- [AIM OF THE TASK] In the interview below about the Women's Advocacy Project, how many service-providing organizations working with immigrant women and children did the Women's Fund bring together?
--- START OF GIVEN PASSAGE ---
Interviewer: Q: Donors Forum of South Florida recently gave your foundation an IMPACT Award for small grantmaking (grants of $10,000 - $25,000) that has made a positive impact. What was your advocacy related grant for, and how did you promote making it within your foundation?
Interviewee: A: The specific award was for a one-year grant we made in 2003 with a subsequent commitment for two more years of funding to start what became the Women's Advocacy Project at the Women's Fund of Miami-Dade County (the "Women's Fund").
Our Foundation had been giving the Women's Fund money to make grants to organizations that were providing services and programs like health care or ballet classes for underserved kids. But the Women's Fund had come to a point where they needed to build their organizational capacity.
I had some discussions with the Women's Fund about how we could help them grow in a way that would allow them to have impact. Consequently, I made a personal donation to them through a donor advised fund that I have, The Elliot Fund, and then told my family about the contribution, the organization's great work, and its need to grow.
I suggested that our Foundation do something with the Women's Fund that would both honor my grandfather and allow us, the trustees, to help shape it the way we wanted. Since he was an immigrant to this country and we live in a community filled with immigrants, we decided to look at our funding through an immigrant lens. The Women's Fund, which focuses on programs serving women and children, was thinking along the same lines.
The Women's Fund wanted to have a forum on immigration, and the Foundation agreed to provide funding for it. The Women's Fund pulled together six service providing organizations who were working with immigrant women and children. After holding the immigration forum the Women's Fund came to us and asked if we would be willing to support hiring staff for a coalition of these groups to follow through on recommendations from the forum's participants. And that is what led to the creation of the Women's Advocacy Project.
--- END OF GIVEN PASSAGE ---
--- START OF PROVIDED INFORMATION ---
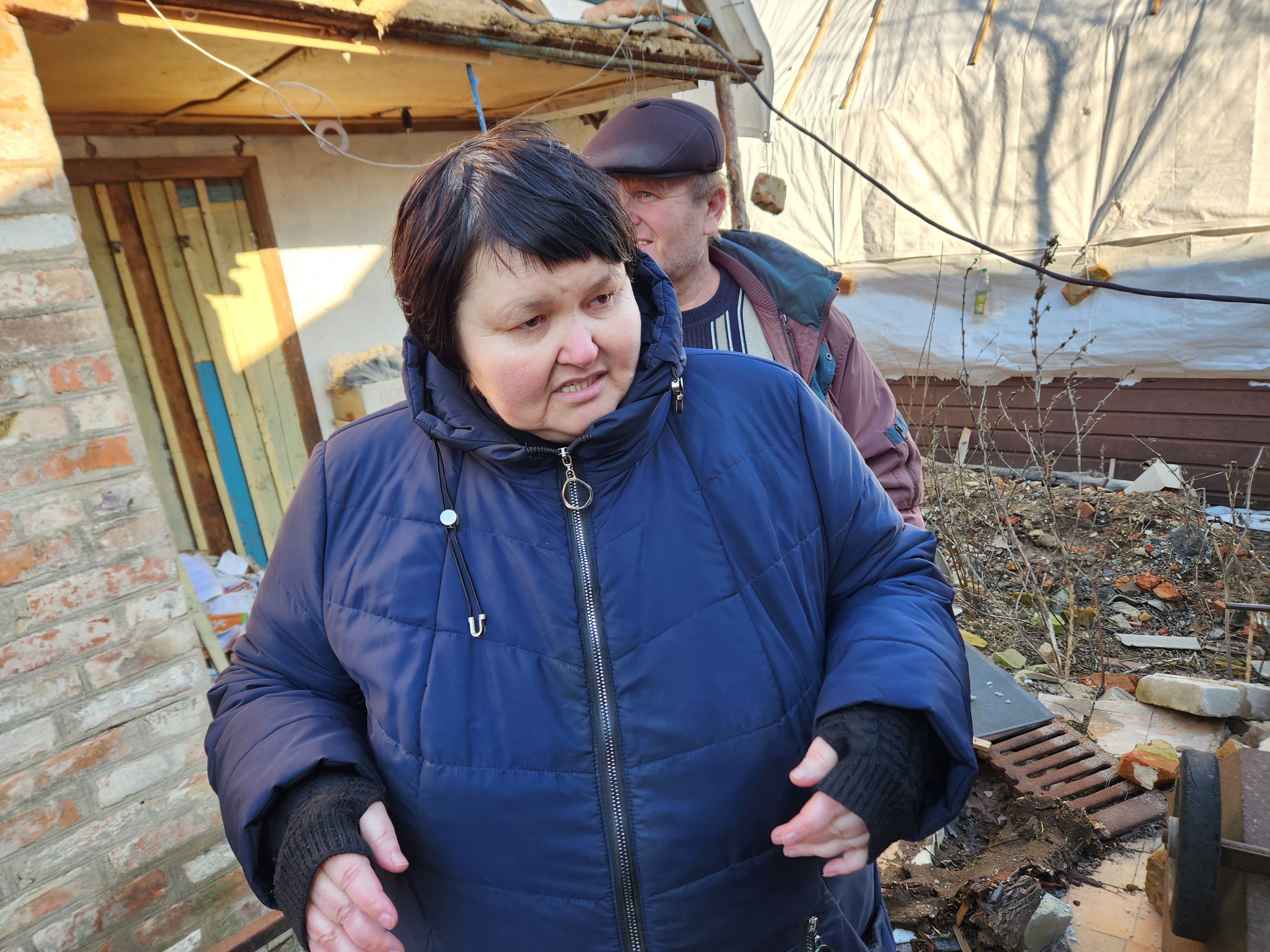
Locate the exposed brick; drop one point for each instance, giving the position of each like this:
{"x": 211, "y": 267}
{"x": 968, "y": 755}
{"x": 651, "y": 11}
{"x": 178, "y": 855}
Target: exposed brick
{"x": 27, "y": 828}
{"x": 98, "y": 455}
{"x": 13, "y": 383}
{"x": 102, "y": 412}
{"x": 29, "y": 187}
{"x": 91, "y": 840}
{"x": 43, "y": 232}
{"x": 35, "y": 904}
{"x": 170, "y": 604}
{"x": 192, "y": 791}
{"x": 137, "y": 657}
{"x": 182, "y": 718}
{"x": 55, "y": 516}
{"x": 210, "y": 864}
{"x": 162, "y": 840}
{"x": 27, "y": 742}
{"x": 92, "y": 920}
{"x": 166, "y": 927}
{"x": 133, "y": 532}
{"x": 25, "y": 291}
{"x": 32, "y": 559}
{"x": 81, "y": 373}
{"x": 219, "y": 896}
{"x": 121, "y": 704}
{"x": 145, "y": 772}
{"x": 190, "y": 944}
{"x": 54, "y": 331}
{"x": 93, "y": 588}
{"x": 36, "y": 423}
{"x": 68, "y": 764}
{"x": 41, "y": 649}
{"x": 36, "y": 694}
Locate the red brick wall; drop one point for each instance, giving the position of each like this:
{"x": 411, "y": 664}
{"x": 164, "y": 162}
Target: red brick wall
{"x": 110, "y": 836}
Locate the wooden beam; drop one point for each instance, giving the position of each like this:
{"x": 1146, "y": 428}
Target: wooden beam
{"x": 807, "y": 60}
{"x": 984, "y": 32}
{"x": 864, "y": 53}
{"x": 105, "y": 172}
{"x": 162, "y": 388}
{"x": 210, "y": 125}
{"x": 238, "y": 27}
{"x": 262, "y": 225}
{"x": 220, "y": 527}
{"x": 732, "y": 153}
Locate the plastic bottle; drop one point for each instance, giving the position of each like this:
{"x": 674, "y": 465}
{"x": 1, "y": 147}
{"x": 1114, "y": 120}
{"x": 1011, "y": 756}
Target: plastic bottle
{"x": 984, "y": 295}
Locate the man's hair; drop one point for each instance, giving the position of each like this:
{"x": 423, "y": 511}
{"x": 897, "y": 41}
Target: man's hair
{"x": 519, "y": 188}
{"x": 704, "y": 185}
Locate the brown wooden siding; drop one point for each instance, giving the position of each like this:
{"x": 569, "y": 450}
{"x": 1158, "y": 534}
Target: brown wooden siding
{"x": 1201, "y": 425}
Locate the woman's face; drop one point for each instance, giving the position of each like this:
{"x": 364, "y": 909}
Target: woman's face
{"x": 552, "y": 351}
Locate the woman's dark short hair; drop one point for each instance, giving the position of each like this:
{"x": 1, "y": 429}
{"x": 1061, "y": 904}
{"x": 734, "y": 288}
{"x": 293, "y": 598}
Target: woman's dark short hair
{"x": 519, "y": 187}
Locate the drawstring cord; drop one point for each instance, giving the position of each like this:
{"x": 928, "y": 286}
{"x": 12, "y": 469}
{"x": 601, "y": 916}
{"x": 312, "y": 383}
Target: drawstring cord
{"x": 450, "y": 520}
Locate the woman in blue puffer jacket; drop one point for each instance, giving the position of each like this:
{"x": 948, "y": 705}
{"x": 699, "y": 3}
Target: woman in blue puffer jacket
{"x": 595, "y": 645}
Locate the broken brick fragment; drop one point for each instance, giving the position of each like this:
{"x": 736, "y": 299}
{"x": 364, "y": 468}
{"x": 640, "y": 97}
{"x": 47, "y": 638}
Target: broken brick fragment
{"x": 1150, "y": 766}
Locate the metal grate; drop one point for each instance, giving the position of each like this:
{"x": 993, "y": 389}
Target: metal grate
{"x": 1056, "y": 761}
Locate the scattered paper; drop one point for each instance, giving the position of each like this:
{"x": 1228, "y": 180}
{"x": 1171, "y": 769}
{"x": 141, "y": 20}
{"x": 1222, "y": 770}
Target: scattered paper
{"x": 233, "y": 564}
{"x": 206, "y": 587}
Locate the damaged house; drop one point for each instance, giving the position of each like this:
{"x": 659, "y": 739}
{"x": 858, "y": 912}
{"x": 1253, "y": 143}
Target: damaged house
{"x": 180, "y": 260}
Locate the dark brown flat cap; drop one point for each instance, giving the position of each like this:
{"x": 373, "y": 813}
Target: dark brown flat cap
{"x": 658, "y": 139}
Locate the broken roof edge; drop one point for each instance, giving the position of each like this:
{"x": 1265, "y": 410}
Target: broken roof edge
{"x": 474, "y": 25}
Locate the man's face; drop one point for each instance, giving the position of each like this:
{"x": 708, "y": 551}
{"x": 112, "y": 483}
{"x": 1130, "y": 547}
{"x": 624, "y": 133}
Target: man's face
{"x": 670, "y": 227}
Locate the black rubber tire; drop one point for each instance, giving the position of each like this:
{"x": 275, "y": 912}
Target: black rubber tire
{"x": 1197, "y": 856}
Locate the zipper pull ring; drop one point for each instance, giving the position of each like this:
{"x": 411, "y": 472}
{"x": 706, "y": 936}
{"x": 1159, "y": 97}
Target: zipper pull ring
{"x": 571, "y": 478}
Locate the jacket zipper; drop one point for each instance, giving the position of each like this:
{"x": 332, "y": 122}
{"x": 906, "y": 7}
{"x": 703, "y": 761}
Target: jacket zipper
{"x": 577, "y": 497}
{"x": 789, "y": 343}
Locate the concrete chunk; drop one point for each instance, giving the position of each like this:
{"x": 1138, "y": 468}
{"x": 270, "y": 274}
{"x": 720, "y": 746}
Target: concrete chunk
{"x": 1051, "y": 921}
{"x": 1207, "y": 699}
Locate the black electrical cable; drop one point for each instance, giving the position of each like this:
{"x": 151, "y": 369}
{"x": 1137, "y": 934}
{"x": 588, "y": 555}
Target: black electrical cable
{"x": 892, "y": 196}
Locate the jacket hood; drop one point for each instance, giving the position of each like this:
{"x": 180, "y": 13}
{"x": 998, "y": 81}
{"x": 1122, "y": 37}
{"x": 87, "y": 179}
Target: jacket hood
{"x": 801, "y": 286}
{"x": 449, "y": 413}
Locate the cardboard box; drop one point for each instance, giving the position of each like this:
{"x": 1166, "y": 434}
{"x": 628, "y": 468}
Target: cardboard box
{"x": 352, "y": 404}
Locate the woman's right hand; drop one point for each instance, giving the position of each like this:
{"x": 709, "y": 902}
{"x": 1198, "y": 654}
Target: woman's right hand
{"x": 349, "y": 911}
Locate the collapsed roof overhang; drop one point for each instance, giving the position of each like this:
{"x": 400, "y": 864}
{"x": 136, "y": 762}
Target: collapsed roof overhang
{"x": 125, "y": 72}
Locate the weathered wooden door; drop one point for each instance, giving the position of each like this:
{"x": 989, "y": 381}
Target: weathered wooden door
{"x": 203, "y": 322}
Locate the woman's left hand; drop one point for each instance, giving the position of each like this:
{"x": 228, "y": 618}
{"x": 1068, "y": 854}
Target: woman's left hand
{"x": 824, "y": 827}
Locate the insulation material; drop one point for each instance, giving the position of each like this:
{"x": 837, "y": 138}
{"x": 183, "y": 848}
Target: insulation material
{"x": 1142, "y": 142}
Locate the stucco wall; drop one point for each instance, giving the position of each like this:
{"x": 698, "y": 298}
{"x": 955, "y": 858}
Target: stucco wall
{"x": 333, "y": 219}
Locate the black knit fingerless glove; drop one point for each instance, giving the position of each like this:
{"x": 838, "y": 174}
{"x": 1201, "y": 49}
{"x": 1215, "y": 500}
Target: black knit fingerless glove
{"x": 317, "y": 819}
{"x": 892, "y": 769}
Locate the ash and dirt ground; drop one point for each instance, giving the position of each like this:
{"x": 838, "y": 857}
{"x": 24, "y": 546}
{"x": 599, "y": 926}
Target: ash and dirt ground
{"x": 1084, "y": 565}
{"x": 1164, "y": 534}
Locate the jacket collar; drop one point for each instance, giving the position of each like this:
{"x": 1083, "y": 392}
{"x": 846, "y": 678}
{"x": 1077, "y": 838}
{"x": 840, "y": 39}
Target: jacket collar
{"x": 799, "y": 288}
{"x": 448, "y": 412}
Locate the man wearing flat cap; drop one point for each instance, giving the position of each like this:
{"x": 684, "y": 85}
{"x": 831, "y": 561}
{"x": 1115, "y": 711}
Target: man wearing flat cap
{"x": 745, "y": 291}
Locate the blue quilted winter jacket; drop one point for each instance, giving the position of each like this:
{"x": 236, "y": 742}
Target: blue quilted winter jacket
{"x": 601, "y": 772}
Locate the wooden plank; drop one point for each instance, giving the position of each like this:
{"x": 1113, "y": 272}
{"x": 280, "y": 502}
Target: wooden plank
{"x": 257, "y": 334}
{"x": 186, "y": 293}
{"x": 807, "y": 60}
{"x": 984, "y": 32}
{"x": 864, "y": 53}
{"x": 91, "y": 172}
{"x": 262, "y": 227}
{"x": 168, "y": 275}
{"x": 232, "y": 464}
{"x": 134, "y": 366}
{"x": 110, "y": 206}
{"x": 206, "y": 243}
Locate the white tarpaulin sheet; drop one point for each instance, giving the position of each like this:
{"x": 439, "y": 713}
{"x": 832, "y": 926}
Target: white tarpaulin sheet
{"x": 1142, "y": 142}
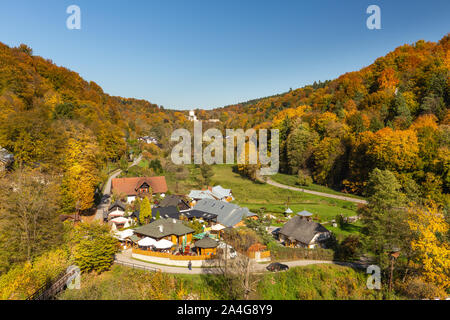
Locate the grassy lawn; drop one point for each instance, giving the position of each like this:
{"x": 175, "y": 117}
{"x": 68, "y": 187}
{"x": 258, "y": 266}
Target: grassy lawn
{"x": 321, "y": 282}
{"x": 291, "y": 180}
{"x": 256, "y": 195}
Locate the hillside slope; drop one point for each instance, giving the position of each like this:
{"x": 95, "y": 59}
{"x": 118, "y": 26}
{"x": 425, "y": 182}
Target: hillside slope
{"x": 393, "y": 114}
{"x": 53, "y": 119}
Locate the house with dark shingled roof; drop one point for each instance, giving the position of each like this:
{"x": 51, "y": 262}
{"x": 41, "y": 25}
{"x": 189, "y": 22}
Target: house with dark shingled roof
{"x": 302, "y": 232}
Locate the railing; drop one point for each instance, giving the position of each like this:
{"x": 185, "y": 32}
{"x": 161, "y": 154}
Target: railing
{"x": 137, "y": 266}
{"x": 262, "y": 255}
{"x": 172, "y": 256}
{"x": 50, "y": 290}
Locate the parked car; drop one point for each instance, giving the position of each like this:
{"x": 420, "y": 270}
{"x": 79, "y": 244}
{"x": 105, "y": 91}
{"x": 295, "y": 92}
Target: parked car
{"x": 276, "y": 266}
{"x": 231, "y": 252}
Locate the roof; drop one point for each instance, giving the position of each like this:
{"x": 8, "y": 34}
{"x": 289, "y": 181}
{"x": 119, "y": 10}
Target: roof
{"x": 200, "y": 215}
{"x": 257, "y": 247}
{"x": 117, "y": 204}
{"x": 215, "y": 193}
{"x": 206, "y": 243}
{"x": 221, "y": 193}
{"x": 174, "y": 200}
{"x": 228, "y": 214}
{"x": 130, "y": 186}
{"x": 169, "y": 227}
{"x": 201, "y": 194}
{"x": 301, "y": 229}
{"x": 305, "y": 213}
{"x": 165, "y": 213}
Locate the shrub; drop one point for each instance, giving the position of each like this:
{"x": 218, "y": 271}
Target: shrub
{"x": 304, "y": 179}
{"x": 416, "y": 288}
{"x": 278, "y": 252}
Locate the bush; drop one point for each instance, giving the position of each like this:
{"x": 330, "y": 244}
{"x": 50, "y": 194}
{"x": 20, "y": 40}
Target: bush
{"x": 23, "y": 280}
{"x": 416, "y": 288}
{"x": 280, "y": 253}
{"x": 348, "y": 249}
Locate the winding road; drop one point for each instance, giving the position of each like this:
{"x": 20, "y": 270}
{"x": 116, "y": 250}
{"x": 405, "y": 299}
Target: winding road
{"x": 125, "y": 257}
{"x": 317, "y": 193}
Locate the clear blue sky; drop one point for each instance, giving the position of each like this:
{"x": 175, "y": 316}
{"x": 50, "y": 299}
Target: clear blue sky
{"x": 210, "y": 53}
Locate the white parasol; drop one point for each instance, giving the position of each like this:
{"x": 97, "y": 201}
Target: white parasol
{"x": 163, "y": 244}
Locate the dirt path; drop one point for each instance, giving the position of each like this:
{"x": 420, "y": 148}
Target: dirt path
{"x": 322, "y": 194}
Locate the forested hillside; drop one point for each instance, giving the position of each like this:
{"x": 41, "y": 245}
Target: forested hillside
{"x": 52, "y": 119}
{"x": 393, "y": 114}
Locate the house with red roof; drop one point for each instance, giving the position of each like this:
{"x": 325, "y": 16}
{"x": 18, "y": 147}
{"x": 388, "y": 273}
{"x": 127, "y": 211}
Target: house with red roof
{"x": 138, "y": 186}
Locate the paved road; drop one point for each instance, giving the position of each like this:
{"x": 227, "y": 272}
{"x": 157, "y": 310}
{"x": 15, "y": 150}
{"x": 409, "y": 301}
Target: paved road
{"x": 322, "y": 194}
{"x": 106, "y": 198}
{"x": 256, "y": 267}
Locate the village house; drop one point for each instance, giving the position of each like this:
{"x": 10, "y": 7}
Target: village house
{"x": 175, "y": 201}
{"x": 300, "y": 231}
{"x": 148, "y": 140}
{"x": 169, "y": 229}
{"x": 6, "y": 159}
{"x": 206, "y": 246}
{"x": 171, "y": 212}
{"x": 228, "y": 214}
{"x": 138, "y": 187}
{"x": 116, "y": 209}
{"x": 214, "y": 193}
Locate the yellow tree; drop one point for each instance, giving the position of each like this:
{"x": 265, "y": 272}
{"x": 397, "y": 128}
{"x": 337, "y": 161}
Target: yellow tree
{"x": 430, "y": 245}
{"x": 81, "y": 173}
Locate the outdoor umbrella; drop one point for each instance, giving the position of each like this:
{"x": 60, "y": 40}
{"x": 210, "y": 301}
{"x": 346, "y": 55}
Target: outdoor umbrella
{"x": 217, "y": 227}
{"x": 117, "y": 214}
{"x": 147, "y": 242}
{"x": 163, "y": 244}
{"x": 125, "y": 234}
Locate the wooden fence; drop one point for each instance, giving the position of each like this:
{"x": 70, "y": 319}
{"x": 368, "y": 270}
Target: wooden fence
{"x": 263, "y": 254}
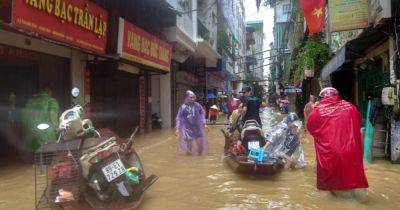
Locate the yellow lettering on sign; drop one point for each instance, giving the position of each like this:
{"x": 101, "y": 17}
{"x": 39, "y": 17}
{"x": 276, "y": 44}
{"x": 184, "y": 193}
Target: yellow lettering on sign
{"x": 76, "y": 14}
{"x": 163, "y": 54}
{"x": 33, "y": 3}
{"x": 91, "y": 22}
{"x": 80, "y": 20}
{"x": 69, "y": 12}
{"x": 154, "y": 50}
{"x": 86, "y": 19}
{"x": 104, "y": 28}
{"x": 136, "y": 42}
{"x": 42, "y": 5}
{"x": 49, "y": 6}
{"x": 96, "y": 25}
{"x": 57, "y": 10}
{"x": 63, "y": 14}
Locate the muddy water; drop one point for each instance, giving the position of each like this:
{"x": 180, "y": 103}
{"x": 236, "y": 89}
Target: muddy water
{"x": 208, "y": 183}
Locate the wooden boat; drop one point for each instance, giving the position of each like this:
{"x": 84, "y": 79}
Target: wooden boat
{"x": 241, "y": 164}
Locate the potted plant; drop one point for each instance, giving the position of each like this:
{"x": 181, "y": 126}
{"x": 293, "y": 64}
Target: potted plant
{"x": 310, "y": 59}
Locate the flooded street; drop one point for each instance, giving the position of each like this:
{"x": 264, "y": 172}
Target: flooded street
{"x": 208, "y": 183}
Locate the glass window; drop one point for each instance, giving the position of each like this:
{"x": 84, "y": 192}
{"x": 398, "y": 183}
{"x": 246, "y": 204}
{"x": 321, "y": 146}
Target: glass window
{"x": 286, "y": 8}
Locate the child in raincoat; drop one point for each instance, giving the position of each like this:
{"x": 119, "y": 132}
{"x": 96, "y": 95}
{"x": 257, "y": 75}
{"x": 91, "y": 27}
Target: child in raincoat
{"x": 285, "y": 142}
{"x": 213, "y": 114}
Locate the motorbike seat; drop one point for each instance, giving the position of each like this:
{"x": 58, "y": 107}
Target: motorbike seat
{"x": 92, "y": 143}
{"x": 251, "y": 127}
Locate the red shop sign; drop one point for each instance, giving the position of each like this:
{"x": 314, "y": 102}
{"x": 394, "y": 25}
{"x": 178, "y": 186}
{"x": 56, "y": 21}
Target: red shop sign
{"x": 137, "y": 45}
{"x": 80, "y": 23}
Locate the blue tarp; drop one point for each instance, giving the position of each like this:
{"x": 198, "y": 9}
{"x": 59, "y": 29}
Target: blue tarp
{"x": 210, "y": 96}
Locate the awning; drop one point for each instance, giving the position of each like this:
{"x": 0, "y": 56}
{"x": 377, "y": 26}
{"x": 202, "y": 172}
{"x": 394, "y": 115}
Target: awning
{"x": 354, "y": 49}
{"x": 206, "y": 50}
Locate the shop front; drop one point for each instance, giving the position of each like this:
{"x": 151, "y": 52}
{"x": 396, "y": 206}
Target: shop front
{"x": 360, "y": 71}
{"x": 41, "y": 46}
{"x": 121, "y": 89}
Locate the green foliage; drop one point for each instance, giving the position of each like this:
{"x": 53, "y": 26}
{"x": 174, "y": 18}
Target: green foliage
{"x": 313, "y": 56}
{"x": 223, "y": 40}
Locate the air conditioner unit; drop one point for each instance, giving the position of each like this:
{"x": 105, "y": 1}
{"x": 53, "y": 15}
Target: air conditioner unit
{"x": 388, "y": 96}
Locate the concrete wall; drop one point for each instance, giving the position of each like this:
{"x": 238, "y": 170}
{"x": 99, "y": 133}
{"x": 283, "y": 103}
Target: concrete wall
{"x": 77, "y": 58}
{"x": 155, "y": 94}
{"x": 165, "y": 100}
{"x": 187, "y": 22}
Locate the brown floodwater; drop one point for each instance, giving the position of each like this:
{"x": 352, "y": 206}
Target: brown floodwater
{"x": 208, "y": 183}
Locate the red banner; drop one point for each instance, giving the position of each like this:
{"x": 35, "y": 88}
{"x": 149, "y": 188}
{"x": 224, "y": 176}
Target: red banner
{"x": 139, "y": 46}
{"x": 77, "y": 22}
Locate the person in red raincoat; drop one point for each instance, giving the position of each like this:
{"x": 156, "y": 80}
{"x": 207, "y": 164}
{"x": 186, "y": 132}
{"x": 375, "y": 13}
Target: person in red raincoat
{"x": 335, "y": 125}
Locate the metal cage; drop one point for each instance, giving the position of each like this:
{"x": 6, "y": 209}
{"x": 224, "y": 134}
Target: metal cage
{"x": 57, "y": 174}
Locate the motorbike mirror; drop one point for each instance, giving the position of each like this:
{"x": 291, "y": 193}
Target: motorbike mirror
{"x": 75, "y": 92}
{"x": 43, "y": 126}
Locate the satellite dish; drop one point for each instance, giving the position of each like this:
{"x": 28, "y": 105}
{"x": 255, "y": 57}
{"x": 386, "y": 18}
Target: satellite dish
{"x": 75, "y": 92}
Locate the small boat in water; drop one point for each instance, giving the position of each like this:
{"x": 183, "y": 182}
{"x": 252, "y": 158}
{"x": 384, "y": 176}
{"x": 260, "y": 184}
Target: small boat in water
{"x": 241, "y": 164}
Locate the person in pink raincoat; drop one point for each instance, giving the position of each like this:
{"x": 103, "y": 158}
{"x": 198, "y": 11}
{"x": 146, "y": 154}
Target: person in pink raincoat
{"x": 190, "y": 126}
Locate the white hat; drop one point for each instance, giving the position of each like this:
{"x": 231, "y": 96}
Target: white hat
{"x": 214, "y": 107}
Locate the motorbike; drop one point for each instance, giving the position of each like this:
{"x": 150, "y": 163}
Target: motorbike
{"x": 97, "y": 164}
{"x": 250, "y": 157}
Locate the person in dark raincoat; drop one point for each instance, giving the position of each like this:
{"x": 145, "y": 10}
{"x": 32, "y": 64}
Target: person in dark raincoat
{"x": 190, "y": 126}
{"x": 40, "y": 109}
{"x": 335, "y": 125}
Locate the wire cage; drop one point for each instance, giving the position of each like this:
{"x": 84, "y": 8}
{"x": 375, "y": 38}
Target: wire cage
{"x": 57, "y": 174}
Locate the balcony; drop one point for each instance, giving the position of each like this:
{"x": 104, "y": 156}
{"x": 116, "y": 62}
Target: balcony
{"x": 205, "y": 45}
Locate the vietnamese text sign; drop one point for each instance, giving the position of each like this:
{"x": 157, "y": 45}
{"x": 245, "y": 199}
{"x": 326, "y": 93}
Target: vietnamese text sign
{"x": 139, "y": 46}
{"x": 348, "y": 14}
{"x": 77, "y": 22}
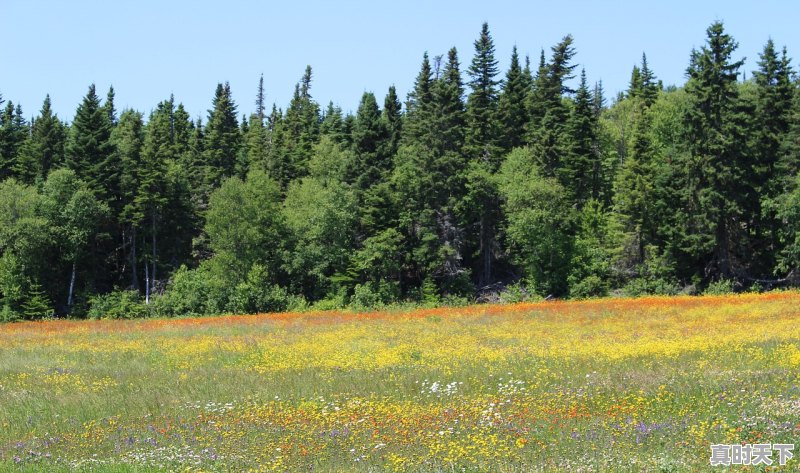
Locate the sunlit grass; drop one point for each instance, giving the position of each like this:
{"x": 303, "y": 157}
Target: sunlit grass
{"x": 611, "y": 385}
--- END OF PROVIDED INFORMATION ---
- [CORRECT RESULT] Six.